> [Task to carry out]: Reproduce every line of the listing below word for word.

== Dataset ==

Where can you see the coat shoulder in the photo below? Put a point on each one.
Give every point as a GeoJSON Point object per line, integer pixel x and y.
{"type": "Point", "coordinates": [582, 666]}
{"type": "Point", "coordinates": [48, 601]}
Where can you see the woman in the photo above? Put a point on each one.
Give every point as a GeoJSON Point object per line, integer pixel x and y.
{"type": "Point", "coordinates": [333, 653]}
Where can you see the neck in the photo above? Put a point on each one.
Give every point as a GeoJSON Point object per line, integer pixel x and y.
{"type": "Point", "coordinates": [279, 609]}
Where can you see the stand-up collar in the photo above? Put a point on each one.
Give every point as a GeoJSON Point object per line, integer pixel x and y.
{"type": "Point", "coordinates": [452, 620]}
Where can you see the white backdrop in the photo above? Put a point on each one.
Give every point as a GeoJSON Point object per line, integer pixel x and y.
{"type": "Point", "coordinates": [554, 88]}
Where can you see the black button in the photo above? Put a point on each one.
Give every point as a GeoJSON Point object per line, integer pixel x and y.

===

> [Task output]:
Where can you see the coat shoulder in the photo below? Put a point on each one.
Give every point as a GeoJSON Point object per line, integer pixel x and y.
{"type": "Point", "coordinates": [582, 666]}
{"type": "Point", "coordinates": [48, 601]}
Where can you see the woman in the photo above? Put a point on each one.
Give every point as a GeoJSON Point object per line, integer pixel x and y.
{"type": "Point", "coordinates": [333, 653]}
Where can you see the neck in the photo above? Put a point on each one.
Give every point as a GeoJSON Point object per line, integer pixel x and y.
{"type": "Point", "coordinates": [279, 609]}
Where can you see the stand-up collar in the photo above? Put a point on each one.
Give every point as a GeoJSON Point object per line, integer pixel x and y.
{"type": "Point", "coordinates": [452, 620]}
Where can you see the white backdrop in the photo above? Put a point on each one.
Give every point as a GeoJSON Point object per line, integer pixel x and y.
{"type": "Point", "coordinates": [554, 88]}
Where can you see the black button in the photo above? Put a point on each one.
Give every point as a GeoJSON Point object per line, integer pixel x and y.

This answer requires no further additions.